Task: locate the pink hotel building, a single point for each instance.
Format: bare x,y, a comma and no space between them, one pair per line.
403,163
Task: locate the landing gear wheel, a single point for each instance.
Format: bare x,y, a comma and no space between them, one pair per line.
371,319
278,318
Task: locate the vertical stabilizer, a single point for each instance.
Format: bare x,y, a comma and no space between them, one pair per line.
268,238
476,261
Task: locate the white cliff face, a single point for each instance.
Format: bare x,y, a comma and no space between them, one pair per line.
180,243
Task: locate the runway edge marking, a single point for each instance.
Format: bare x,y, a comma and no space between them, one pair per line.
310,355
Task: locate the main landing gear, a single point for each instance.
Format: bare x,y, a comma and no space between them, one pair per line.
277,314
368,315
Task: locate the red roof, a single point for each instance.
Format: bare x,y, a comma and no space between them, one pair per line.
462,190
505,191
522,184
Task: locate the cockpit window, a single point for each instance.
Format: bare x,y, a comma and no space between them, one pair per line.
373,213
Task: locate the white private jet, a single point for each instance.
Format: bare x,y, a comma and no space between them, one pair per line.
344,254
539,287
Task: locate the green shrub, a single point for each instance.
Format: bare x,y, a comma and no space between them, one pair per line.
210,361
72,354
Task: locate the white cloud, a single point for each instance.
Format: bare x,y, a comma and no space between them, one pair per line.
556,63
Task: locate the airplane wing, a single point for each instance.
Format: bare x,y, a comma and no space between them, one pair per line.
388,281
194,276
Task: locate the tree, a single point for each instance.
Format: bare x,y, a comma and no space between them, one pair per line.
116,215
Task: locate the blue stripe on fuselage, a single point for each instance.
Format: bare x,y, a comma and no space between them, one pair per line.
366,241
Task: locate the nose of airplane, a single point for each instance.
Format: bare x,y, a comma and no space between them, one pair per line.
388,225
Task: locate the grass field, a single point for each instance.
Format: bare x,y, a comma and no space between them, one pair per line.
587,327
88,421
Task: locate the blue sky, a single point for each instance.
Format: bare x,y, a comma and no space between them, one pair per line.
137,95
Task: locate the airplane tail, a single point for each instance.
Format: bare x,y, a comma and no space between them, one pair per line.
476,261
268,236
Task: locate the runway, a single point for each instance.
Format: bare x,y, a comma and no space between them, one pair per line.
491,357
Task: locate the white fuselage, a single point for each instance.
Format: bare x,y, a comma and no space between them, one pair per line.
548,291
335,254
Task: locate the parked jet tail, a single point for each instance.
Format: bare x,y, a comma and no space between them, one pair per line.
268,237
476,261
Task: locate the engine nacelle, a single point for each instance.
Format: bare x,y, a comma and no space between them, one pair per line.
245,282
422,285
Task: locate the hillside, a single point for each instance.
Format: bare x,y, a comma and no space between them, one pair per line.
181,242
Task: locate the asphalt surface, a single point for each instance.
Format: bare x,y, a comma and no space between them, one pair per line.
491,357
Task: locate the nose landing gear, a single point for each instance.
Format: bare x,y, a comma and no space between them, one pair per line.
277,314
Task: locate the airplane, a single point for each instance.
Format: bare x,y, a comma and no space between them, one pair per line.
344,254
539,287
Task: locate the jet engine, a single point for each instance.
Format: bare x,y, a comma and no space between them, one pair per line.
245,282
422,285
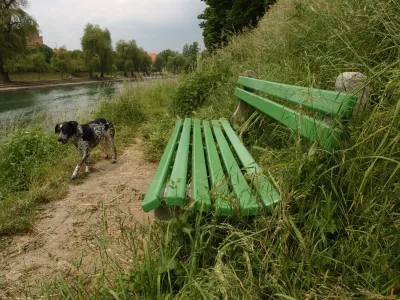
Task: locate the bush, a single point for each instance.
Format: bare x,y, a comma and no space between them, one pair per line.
24,158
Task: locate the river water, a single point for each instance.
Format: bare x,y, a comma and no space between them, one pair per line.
63,103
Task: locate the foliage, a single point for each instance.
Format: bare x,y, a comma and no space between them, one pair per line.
335,232
177,64
124,110
19,63
97,48
15,26
44,49
226,17
61,61
21,159
190,52
39,63
131,58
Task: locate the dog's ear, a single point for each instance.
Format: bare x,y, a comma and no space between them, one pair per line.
74,125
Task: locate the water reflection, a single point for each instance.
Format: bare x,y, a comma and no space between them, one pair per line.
59,101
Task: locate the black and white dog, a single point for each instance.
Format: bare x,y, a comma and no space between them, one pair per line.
85,137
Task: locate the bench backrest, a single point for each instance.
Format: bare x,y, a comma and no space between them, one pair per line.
335,104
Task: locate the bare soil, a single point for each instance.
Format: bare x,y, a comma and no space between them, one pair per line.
68,230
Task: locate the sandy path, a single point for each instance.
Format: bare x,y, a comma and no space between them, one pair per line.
67,229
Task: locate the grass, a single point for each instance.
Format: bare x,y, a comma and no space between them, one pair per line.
32,171
336,232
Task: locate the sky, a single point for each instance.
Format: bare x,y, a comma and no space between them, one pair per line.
156,25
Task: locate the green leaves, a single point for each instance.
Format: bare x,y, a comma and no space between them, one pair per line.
224,18
97,48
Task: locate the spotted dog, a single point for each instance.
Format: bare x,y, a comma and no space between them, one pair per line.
85,137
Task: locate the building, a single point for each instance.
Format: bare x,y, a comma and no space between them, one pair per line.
34,40
152,56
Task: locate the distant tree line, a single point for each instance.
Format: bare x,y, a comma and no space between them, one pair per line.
223,18
97,54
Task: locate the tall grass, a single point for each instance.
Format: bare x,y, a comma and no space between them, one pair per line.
336,232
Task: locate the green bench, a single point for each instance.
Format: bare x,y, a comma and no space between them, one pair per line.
206,162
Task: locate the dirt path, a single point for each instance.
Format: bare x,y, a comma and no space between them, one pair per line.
67,229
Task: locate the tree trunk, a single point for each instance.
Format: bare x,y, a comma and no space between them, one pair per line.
4,74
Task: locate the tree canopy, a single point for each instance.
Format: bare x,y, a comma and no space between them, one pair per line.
222,18
15,26
97,49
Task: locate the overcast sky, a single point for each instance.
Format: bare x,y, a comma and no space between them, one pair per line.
154,24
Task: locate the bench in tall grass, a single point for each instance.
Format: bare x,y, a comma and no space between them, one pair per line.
206,162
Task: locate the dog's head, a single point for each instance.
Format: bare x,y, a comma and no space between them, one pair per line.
66,130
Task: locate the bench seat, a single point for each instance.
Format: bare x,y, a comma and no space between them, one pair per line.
207,162
223,174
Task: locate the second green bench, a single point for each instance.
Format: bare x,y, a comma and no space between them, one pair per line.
207,163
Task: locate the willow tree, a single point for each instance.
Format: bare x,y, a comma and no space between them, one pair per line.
15,27
97,49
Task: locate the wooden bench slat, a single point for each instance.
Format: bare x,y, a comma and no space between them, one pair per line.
152,197
268,194
176,189
334,103
313,129
200,188
248,205
217,177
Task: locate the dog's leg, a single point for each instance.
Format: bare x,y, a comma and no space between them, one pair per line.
104,143
79,165
110,138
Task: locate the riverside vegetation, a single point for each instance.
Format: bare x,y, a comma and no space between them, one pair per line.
336,232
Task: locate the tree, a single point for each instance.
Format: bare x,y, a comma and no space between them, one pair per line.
222,18
15,26
97,48
76,61
61,61
44,49
162,59
190,52
144,61
39,63
177,64
19,63
128,56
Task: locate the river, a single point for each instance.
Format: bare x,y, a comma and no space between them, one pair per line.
66,103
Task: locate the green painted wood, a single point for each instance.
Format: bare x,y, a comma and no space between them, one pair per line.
313,129
248,205
176,189
217,177
152,198
200,187
268,194
334,103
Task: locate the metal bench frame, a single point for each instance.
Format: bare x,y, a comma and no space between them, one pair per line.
224,175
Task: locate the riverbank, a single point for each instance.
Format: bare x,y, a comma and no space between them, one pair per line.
20,86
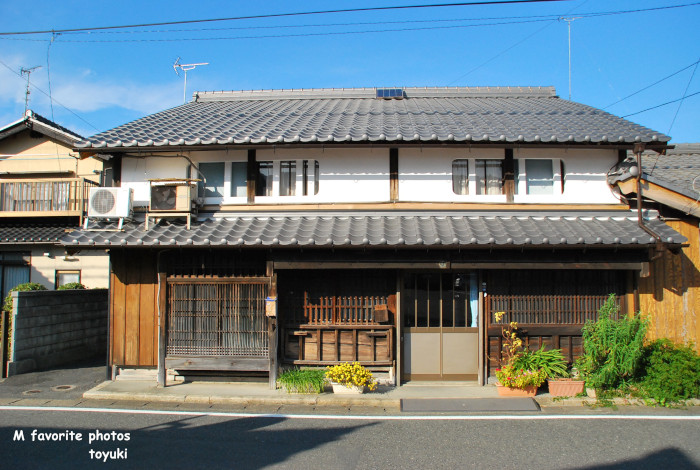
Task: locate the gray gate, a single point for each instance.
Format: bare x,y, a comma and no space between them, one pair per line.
217,318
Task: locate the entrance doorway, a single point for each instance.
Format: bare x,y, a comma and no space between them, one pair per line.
440,326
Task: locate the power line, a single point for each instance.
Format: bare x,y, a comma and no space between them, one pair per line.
685,92
281,15
660,105
655,83
50,98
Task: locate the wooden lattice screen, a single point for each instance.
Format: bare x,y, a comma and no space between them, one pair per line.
217,317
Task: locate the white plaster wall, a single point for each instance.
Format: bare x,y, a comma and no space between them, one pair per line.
137,171
93,266
585,179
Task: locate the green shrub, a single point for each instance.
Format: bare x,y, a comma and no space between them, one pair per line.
71,286
613,348
303,380
550,361
27,286
672,373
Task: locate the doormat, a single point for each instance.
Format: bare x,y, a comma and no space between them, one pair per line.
469,404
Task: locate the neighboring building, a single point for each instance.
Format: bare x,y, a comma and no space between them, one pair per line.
43,189
670,293
388,224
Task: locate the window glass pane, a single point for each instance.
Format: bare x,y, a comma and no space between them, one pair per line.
288,178
66,277
263,185
460,300
489,177
214,175
434,301
422,296
460,177
239,185
540,177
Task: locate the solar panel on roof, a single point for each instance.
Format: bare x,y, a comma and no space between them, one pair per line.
390,93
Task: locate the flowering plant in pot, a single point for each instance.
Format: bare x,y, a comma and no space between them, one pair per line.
350,377
515,376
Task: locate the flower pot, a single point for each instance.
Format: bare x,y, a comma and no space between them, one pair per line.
348,389
529,391
565,387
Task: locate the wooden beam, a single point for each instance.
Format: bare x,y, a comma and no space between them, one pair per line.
162,336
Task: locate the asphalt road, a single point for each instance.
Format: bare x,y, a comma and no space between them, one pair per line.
203,441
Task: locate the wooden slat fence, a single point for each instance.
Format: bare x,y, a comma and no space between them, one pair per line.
340,310
217,317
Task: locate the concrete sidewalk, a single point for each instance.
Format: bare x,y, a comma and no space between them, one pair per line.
247,393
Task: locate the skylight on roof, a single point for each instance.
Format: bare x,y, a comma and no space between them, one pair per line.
390,93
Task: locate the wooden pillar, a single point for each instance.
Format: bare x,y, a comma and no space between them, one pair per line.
162,336
272,330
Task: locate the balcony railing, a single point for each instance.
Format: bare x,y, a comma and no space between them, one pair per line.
30,198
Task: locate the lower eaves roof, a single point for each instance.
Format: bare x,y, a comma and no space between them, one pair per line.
32,233
417,230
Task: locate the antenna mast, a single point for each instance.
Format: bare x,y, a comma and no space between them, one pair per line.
27,72
568,23
185,68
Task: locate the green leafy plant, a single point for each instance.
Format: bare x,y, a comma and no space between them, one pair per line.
351,374
27,286
7,305
613,348
509,376
671,372
71,286
550,361
303,380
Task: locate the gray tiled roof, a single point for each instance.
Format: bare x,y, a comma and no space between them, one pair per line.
678,170
32,233
390,230
478,115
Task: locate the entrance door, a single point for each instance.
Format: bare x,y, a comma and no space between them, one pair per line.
440,331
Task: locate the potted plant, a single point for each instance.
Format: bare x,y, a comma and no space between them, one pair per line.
350,377
518,375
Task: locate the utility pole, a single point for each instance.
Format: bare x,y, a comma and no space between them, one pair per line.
27,72
185,68
568,23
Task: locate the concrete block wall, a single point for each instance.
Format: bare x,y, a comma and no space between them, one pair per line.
55,327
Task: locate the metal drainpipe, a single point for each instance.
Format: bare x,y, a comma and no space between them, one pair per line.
660,246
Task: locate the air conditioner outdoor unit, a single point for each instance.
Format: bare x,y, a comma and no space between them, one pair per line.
173,197
110,203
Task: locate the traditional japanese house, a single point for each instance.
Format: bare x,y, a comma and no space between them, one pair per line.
43,193
307,227
669,184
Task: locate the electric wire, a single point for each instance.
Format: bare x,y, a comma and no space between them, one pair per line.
655,83
50,98
281,15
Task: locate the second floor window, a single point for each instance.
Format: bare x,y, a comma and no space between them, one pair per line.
263,185
460,177
288,178
489,177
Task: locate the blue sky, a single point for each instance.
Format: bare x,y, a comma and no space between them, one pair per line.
108,78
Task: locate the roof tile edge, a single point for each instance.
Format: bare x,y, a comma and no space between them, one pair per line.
370,93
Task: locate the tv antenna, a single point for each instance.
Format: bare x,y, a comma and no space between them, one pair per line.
568,23
27,72
185,68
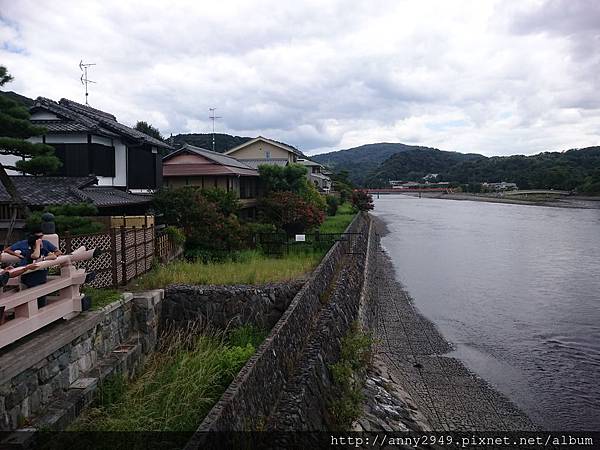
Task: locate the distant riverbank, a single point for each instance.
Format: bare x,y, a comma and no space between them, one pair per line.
586,202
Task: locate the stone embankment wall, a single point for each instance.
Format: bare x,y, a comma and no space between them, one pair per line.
303,405
289,375
46,379
227,306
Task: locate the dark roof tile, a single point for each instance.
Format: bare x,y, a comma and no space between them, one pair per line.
44,191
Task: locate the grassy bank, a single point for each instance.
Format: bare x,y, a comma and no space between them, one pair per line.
339,222
101,297
249,267
181,381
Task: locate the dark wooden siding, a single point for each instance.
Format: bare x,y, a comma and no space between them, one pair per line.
102,160
85,159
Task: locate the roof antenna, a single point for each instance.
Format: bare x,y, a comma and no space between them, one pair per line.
213,118
84,78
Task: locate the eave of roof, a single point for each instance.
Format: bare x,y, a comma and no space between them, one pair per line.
93,120
268,141
187,170
217,158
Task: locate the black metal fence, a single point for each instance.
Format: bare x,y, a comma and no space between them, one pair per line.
281,243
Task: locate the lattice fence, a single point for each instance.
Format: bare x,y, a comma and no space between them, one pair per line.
126,253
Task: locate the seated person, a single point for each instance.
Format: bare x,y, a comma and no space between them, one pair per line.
33,249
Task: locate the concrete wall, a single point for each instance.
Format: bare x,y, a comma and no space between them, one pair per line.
47,378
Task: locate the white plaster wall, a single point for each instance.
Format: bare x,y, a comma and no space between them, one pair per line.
10,160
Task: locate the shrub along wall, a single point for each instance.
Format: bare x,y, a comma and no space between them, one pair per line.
224,306
291,350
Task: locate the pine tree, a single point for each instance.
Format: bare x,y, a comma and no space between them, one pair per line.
15,128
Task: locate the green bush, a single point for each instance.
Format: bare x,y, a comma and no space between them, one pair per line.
72,218
290,212
175,235
206,218
362,201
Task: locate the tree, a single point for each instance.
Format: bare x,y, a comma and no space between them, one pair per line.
290,178
290,212
148,129
15,128
206,217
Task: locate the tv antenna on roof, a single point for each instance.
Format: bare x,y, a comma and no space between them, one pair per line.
213,118
84,78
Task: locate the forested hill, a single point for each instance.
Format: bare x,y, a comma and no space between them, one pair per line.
574,169
360,161
414,164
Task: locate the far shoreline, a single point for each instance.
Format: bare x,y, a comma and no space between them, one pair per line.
578,202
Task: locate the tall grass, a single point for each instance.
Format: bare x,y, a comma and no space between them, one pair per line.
101,297
180,383
339,222
250,267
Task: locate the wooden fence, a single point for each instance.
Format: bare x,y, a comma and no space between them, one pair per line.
126,253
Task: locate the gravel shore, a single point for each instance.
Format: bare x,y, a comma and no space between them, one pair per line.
414,378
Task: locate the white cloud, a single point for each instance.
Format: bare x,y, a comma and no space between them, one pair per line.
491,77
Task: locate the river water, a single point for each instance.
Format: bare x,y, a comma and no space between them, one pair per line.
515,289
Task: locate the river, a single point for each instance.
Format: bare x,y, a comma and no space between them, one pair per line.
515,289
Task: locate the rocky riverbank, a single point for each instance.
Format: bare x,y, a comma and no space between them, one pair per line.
414,384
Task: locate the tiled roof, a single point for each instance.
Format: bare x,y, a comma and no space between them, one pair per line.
222,164
91,119
281,145
43,191
308,162
103,196
63,126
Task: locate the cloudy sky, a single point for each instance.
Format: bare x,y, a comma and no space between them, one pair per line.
492,77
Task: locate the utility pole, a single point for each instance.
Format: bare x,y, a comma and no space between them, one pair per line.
213,117
84,78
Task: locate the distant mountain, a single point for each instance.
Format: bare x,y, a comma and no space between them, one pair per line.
25,101
374,165
414,163
577,169
360,161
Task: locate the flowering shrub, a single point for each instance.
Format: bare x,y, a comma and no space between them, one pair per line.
206,218
290,212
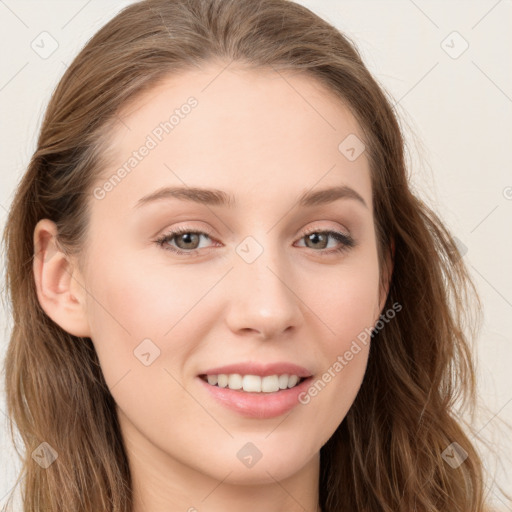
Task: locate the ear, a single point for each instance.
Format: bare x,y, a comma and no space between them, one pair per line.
387,272
60,287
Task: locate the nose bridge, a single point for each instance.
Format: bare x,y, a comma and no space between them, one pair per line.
262,298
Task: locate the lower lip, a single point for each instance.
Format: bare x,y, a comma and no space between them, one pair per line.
258,405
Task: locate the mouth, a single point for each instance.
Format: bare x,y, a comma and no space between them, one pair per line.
257,397
254,384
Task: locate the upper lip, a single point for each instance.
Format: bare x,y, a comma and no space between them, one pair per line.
253,368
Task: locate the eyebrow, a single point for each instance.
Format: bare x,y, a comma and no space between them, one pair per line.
215,197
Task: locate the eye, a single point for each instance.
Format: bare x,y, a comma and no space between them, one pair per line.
187,241
320,239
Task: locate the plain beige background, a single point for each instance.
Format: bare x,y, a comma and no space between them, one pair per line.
447,67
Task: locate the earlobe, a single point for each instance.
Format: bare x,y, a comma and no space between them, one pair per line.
60,288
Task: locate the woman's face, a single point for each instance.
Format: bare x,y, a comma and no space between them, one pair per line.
263,283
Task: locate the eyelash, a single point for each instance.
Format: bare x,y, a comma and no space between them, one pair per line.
347,242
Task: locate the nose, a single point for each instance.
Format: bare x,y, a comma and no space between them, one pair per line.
262,300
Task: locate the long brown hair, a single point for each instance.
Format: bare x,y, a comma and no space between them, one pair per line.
387,454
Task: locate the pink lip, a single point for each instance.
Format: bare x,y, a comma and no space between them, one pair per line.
263,370
257,405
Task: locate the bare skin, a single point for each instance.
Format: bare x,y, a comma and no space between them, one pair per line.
265,142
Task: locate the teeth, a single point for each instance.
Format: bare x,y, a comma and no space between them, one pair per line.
253,383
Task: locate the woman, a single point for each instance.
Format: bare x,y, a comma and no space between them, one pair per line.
148,371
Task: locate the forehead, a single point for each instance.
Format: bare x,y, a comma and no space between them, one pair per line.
256,133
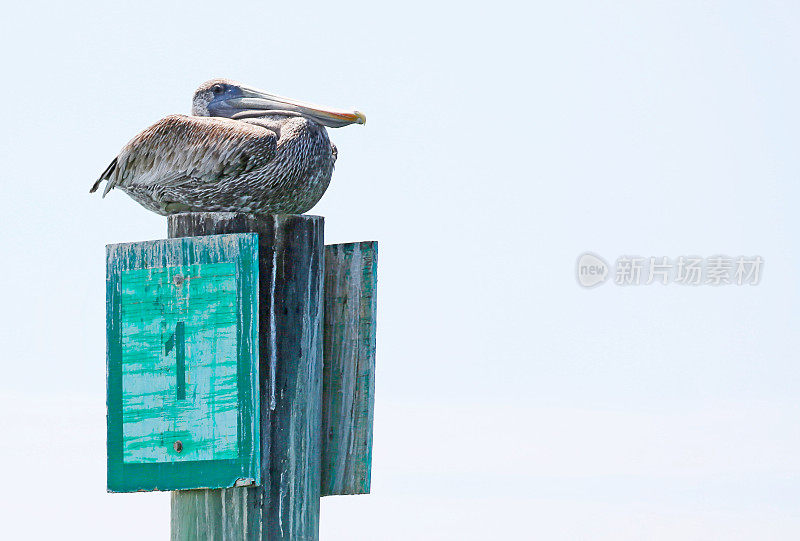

[WORK TASK]: The lines that contain the word "flowering" are wanted; copy each of them from the records.

[ANSWER]:
Task: locate the flowering plant in pot, a single point for each instance.
Task: locate the flowering shrub, a single point for each instance.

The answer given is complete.